SUPPLIED DATA:

— start —

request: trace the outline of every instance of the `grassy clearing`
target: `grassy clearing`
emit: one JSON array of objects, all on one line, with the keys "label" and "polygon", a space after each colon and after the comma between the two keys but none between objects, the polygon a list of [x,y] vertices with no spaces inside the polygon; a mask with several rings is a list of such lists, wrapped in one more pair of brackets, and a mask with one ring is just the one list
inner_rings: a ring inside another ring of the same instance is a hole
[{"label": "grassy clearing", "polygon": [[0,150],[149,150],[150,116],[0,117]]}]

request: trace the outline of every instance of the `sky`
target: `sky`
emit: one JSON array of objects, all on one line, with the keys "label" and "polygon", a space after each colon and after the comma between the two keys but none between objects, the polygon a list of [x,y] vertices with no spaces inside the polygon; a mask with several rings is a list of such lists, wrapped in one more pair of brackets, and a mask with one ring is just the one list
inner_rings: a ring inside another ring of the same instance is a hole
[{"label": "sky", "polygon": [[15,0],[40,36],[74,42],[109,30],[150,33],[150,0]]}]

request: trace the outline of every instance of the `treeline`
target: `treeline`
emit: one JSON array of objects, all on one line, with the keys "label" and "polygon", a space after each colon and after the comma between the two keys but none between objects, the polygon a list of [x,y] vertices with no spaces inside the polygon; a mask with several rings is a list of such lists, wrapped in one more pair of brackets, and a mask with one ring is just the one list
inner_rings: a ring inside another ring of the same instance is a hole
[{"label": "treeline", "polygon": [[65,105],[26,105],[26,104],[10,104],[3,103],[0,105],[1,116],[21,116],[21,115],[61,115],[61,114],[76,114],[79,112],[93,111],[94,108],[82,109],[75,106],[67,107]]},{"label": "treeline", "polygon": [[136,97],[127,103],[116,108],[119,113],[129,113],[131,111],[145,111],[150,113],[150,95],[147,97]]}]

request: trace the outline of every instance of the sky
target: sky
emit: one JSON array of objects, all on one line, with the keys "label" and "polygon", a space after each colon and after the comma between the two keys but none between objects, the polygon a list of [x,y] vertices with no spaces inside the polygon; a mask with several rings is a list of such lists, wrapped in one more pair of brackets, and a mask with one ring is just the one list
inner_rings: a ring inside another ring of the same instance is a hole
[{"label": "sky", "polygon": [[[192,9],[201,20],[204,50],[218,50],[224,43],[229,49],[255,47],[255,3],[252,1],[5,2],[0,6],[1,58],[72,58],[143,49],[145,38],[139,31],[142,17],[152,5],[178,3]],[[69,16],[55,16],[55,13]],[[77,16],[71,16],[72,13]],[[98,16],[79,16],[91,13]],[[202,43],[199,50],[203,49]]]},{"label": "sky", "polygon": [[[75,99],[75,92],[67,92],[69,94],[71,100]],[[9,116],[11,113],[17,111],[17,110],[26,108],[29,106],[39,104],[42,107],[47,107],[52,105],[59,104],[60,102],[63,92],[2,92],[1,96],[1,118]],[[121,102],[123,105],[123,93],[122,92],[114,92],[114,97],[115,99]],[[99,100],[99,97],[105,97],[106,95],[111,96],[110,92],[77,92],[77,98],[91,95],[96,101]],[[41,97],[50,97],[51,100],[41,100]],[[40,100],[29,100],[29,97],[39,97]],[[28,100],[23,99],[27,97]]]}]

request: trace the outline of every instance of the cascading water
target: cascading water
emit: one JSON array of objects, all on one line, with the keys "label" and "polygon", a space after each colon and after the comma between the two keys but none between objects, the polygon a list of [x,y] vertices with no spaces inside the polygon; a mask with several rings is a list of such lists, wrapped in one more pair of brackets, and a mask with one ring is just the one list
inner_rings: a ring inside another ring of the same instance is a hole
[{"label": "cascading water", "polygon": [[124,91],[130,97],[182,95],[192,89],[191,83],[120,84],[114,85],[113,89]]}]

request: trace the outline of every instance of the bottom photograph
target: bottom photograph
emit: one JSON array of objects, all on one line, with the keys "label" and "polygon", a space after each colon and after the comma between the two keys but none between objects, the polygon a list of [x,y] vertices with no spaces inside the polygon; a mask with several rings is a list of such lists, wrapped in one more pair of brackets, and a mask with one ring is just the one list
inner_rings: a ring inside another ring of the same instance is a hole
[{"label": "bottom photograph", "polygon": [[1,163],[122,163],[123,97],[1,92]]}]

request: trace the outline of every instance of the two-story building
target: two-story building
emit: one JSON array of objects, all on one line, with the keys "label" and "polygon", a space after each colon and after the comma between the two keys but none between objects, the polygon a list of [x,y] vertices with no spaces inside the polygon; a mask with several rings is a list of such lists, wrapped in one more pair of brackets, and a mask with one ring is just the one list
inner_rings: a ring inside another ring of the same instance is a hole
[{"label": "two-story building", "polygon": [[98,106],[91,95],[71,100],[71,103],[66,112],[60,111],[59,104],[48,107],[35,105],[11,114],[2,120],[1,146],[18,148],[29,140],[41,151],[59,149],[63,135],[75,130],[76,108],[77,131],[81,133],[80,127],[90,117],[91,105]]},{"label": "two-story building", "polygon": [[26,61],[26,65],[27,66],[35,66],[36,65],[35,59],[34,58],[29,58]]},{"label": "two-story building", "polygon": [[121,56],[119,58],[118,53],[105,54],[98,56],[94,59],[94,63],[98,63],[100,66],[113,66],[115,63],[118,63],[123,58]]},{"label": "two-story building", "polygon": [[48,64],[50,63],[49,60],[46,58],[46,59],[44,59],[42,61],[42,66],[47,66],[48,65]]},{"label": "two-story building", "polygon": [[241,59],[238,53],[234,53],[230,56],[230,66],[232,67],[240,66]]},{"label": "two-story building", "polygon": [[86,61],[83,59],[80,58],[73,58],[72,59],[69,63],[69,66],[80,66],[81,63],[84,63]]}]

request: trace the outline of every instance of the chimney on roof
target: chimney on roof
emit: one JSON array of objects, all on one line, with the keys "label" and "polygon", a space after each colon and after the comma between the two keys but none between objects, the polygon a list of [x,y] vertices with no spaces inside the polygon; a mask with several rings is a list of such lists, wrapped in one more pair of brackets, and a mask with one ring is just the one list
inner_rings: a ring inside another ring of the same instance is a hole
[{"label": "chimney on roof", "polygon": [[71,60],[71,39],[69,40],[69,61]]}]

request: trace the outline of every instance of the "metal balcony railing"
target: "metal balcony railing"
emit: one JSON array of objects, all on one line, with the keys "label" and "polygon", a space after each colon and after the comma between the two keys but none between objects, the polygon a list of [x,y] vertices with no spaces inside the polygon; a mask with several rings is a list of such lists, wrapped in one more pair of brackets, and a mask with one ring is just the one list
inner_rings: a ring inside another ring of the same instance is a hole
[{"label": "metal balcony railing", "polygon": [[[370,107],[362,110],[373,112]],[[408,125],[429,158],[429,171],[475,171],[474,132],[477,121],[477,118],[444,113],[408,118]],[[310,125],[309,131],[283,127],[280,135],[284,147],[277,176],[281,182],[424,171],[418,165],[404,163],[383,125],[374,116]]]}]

— end —

THE PROBLEM: Extract all of the material exactly as it is written.

RESULT OF THIS EXERCISE:
request: trace the outline of every instance of the `grassy clearing`
target: `grassy clearing`
emit: one JSON array of objects, all on one line, with the keys "label" and "polygon", a space after each colon and after the comma between the two keys but none between objects, the polygon a list of [x,y] vertices with no spaces inside the polygon; a mask with several rings is a list of such lists, wrapped in one more pair of brackets, and a mask with one ring is just the one list
inner_rings: a ring inside another ring of the same instance is a hole
[{"label": "grassy clearing", "polygon": [[0,150],[149,150],[150,116],[0,117]]}]

request: trace the outline of every instance of the `sky`
target: `sky`
emit: one JSON array of objects, all on one line, with the keys "label" and "polygon", a space after each colon and after the comma between the two keys but none between objects, the polygon a list of [x,y] vertices with no spaces inside the polygon; a mask with several rings is a list of such lists, wrapped in one more pair of brackets, and a mask with one ring is just the one list
inner_rings: a ring inside another ring of the same instance is a hole
[{"label": "sky", "polygon": [[15,0],[40,36],[74,42],[109,30],[150,33],[150,0]]}]

request: trace the outline of every instance of the `treeline`
target: `treeline`
emit: one JSON array of objects, all on one line, with the keys "label" and "polygon", a space after each colon and after the comma between the two keys but none between objects, the polygon a list of [x,y] vertices with no spaces inside the polygon; a mask with several rings is a list of such lists, wrapped in one more pair of brackets, and a mask with one ring is just the one list
inner_rings: a ring inside another ring of the same instance is a hole
[{"label": "treeline", "polygon": [[65,105],[26,105],[26,104],[10,104],[3,103],[0,105],[1,116],[21,116],[21,115],[61,115],[61,114],[76,114],[79,112],[93,111],[94,108],[82,109],[75,106],[67,107]]},{"label": "treeline", "polygon": [[136,97],[127,103],[116,108],[119,113],[129,113],[131,111],[145,111],[150,113],[150,95],[147,97]]}]

request: trace the outline of every instance of the sky
target: sky
emit: one JSON array of objects, all on one line, with the keys "label" and "polygon", a space after each colon and after the comma between the two keys but none between objects, the polygon a list of [x,y] vertices with no spaces inside the polygon; a mask with several rings is a list of such lists, wrapped in one more pair of brackets, and a mask with one ring is just the one list
inner_rings: a ring inside another ring of the same instance is a hole
[{"label": "sky", "polygon": [[[192,9],[201,20],[204,50],[218,50],[224,43],[229,49],[255,47],[255,3],[252,1],[5,2],[0,6],[1,58],[72,58],[143,49],[145,38],[139,31],[142,17],[152,5],[178,3]],[[69,16],[55,16],[55,13]],[[77,16],[71,16],[72,13]],[[98,16],[79,16],[91,13]],[[202,43],[199,50],[203,49]]]},{"label": "sky", "polygon": [[[75,99],[75,92],[67,92],[69,94],[71,100]],[[9,116],[11,113],[17,111],[17,110],[26,108],[29,106],[39,104],[42,107],[47,107],[52,105],[59,104],[60,102],[63,92],[2,92],[1,96],[1,118]],[[121,102],[123,105],[123,93],[122,92],[114,92],[114,97],[115,99]],[[99,100],[99,97],[105,97],[106,95],[111,96],[110,92],[77,92],[77,98],[91,95],[96,101]],[[41,97],[50,97],[51,100],[41,100]],[[40,100],[29,100],[29,97],[39,97]],[[28,100],[23,99],[27,97]]]}]

request: trace the outline of every instance of the cascading water
target: cascading water
emit: one JSON array of objects, all on one line, with the keys "label" and "polygon", a space after each colon and after the comma between the two keys but none between objects, the polygon a list of [x,y] vertices with no spaces inside the polygon; a mask with several rings is a list of such lists, wrapped in one more pair of brackets, and a mask with one ring is just the one list
inner_rings: a ring inside another ring of the same instance is a hole
[{"label": "cascading water", "polygon": [[124,91],[130,97],[182,95],[192,89],[191,83],[120,84],[114,85],[113,89]]}]

request: trace the outline of every instance of the bottom photograph
target: bottom photograph
emit: one JSON array of objects, all on one line, with the keys "label" and "polygon", a space after each colon and after the comma between the two keys but none between objects, the polygon a list of [x,y] vertices with no spaces inside the polygon; a mask with several rings is a list of such lists, wrapped in one more pair of brackets, and a mask with one ring is just the one list
inner_rings: a ring inside another ring of the same instance is a hole
[{"label": "bottom photograph", "polygon": [[1,163],[122,163],[123,97],[1,92]]}]

request: trace the outline of every instance of the two-story building
target: two-story building
emit: one JSON array of objects, all on one line, with the keys "label" and "polygon", a space after each colon and after the comma between the two keys but none between objects, the polygon a list of [x,y] vertices with no spaces inside the polygon; a mask with several rings is a list of such lists, wrapped in one more pair of brackets, and a mask with one ring is just the one list
inner_rings: a ring inside another ring of the same instance is a hole
[{"label": "two-story building", "polygon": [[98,106],[91,95],[71,100],[71,103],[66,112],[60,111],[59,104],[48,107],[35,105],[11,114],[2,120],[1,146],[18,148],[29,140],[41,151],[59,149],[63,135],[75,130],[76,108],[77,131],[81,133],[80,127],[90,117],[91,105]]},{"label": "two-story building", "polygon": [[26,61],[26,65],[27,66],[35,66],[36,65],[35,59],[34,58],[29,58]]},{"label": "two-story building", "polygon": [[121,56],[119,58],[118,53],[105,54],[98,56],[94,59],[94,63],[98,63],[100,66],[113,66],[115,63],[118,63],[123,58]]},{"label": "two-story building", "polygon": [[48,64],[50,63],[49,60],[46,58],[46,59],[44,59],[42,61],[42,66],[47,66],[48,65]]},{"label": "two-story building", "polygon": [[241,59],[238,53],[234,53],[230,56],[230,66],[232,67],[240,66]]},{"label": "two-story building", "polygon": [[86,61],[83,59],[80,58],[73,58],[72,59],[69,63],[69,66],[80,66],[81,63],[84,63]]}]

request: trace the outline of every instance of the chimney on roof
target: chimney on roof
emit: one JSON array of objects, all on one line, with the keys "label" and "polygon", a space after each colon and after the comma between the two keys but none between objects, the polygon a list of [x,y] vertices with no spaces inside the polygon; a mask with several rings is a list of such lists, wrapped in one more pair of brackets, and a mask with one ring is just the one list
inner_rings: a ring inside another ring of the same instance is a hole
[{"label": "chimney on roof", "polygon": [[71,60],[71,39],[69,40],[69,61]]}]

request: trace the outline of every instance of the "metal balcony railing"
target: "metal balcony railing"
emit: one JSON array of objects, all on one line, with the keys "label" and "polygon", a space after each colon and after the comma between the two keys but none between objects, the polygon a list of [x,y] vertices with no spaces inside the polygon; a mask with several rings is a list of such lists, wrapped in one more pair of brackets, and a mask with one ring is just the one list
inner_rings: a ring inside another ring of the same instance is a hole
[{"label": "metal balcony railing", "polygon": [[[370,107],[362,110],[373,112]],[[408,125],[429,158],[429,171],[475,171],[474,132],[477,121],[477,118],[444,113],[408,118]],[[310,125],[309,131],[283,127],[280,135],[284,147],[277,176],[281,182],[424,171],[418,165],[404,163],[383,125],[374,116]]]}]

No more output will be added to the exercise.